» **Task directions**
Reproduce every line between the lines holding "Task: given the image, detect each hillside" and "[87,224,125,247]", inclusive, scaling each bounding-box coordinate by 0.6 and rounding it to a whole number, with halves rounding up. Leave everything else on those lines unchanged.
── Information shown
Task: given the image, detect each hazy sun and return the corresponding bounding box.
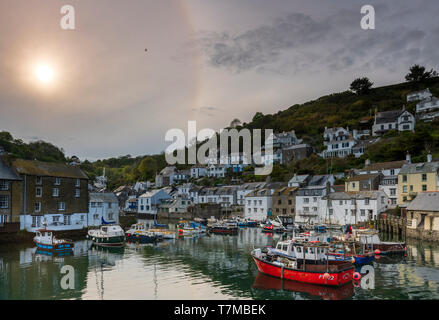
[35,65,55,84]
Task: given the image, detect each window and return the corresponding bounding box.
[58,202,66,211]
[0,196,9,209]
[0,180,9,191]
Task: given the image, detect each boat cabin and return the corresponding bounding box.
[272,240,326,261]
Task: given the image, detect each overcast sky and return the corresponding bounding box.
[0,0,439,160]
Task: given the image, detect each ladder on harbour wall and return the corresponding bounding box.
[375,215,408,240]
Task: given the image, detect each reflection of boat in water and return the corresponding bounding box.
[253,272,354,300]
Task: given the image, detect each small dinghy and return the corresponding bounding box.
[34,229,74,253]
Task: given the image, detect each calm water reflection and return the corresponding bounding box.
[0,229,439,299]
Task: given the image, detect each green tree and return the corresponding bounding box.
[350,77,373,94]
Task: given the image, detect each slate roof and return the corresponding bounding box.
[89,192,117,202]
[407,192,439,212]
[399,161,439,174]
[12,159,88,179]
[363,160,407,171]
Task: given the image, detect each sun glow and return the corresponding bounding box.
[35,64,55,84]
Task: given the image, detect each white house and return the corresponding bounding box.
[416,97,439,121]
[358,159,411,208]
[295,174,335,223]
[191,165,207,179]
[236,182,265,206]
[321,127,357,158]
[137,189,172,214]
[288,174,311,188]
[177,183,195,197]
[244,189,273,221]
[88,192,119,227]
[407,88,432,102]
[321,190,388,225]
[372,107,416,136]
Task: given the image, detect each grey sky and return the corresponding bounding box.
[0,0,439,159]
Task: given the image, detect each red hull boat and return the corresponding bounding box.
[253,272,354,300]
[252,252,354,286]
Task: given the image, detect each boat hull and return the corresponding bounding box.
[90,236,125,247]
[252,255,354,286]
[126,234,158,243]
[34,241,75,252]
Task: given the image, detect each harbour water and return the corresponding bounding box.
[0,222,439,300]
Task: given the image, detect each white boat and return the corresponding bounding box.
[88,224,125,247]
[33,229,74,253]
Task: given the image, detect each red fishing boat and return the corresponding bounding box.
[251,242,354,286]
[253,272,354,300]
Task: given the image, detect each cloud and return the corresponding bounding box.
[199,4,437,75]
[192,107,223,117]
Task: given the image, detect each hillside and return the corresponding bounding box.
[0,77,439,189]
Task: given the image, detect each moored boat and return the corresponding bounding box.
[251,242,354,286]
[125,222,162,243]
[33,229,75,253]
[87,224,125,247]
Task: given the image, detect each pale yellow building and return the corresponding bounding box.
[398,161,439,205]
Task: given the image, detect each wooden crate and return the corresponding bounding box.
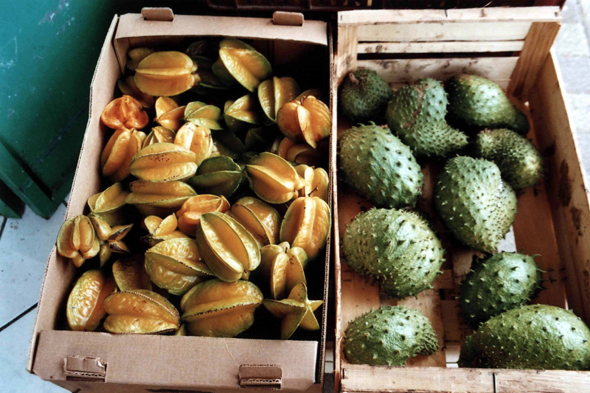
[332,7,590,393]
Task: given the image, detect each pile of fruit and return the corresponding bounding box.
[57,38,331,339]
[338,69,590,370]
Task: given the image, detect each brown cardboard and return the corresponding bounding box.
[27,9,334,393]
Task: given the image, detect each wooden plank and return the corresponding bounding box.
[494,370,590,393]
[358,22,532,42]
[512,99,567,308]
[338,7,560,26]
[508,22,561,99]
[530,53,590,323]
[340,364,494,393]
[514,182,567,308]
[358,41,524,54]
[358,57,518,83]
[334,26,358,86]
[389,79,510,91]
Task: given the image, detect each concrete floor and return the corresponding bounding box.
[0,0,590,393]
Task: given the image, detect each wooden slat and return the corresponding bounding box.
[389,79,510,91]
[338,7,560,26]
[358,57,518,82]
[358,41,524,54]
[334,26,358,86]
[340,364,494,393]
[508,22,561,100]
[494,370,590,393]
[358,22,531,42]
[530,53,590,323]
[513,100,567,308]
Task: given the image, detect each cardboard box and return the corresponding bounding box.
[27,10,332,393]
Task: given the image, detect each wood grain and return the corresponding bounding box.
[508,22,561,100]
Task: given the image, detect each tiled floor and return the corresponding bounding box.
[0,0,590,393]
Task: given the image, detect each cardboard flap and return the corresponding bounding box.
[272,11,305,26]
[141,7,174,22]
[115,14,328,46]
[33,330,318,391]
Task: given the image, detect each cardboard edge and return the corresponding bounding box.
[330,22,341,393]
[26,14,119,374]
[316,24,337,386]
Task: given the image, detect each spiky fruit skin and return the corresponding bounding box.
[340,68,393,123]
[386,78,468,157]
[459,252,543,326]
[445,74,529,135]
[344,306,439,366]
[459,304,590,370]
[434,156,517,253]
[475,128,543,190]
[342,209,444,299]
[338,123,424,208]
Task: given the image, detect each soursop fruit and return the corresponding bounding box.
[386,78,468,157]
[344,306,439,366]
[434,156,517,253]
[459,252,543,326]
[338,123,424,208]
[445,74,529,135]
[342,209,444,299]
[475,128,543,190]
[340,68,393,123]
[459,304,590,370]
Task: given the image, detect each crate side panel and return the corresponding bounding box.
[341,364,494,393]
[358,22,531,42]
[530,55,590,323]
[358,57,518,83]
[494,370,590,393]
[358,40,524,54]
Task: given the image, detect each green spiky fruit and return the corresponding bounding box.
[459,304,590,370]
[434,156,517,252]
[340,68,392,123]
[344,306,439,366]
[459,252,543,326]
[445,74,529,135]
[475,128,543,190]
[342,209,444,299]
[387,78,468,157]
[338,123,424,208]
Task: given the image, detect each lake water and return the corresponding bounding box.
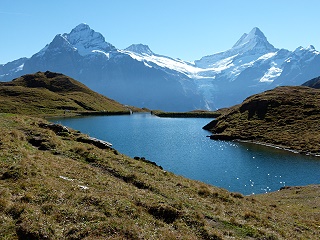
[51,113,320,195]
────
» **Final result**
Task: given the image, detect each hillside and return the corresponding bounding box.
[0,46,263,113]
Task: given the image, detect each moored boat and return the corresponding bounding box.
[151,145,212,172]
[75,133,97,146]
[20,137,45,152]
[52,134,75,148]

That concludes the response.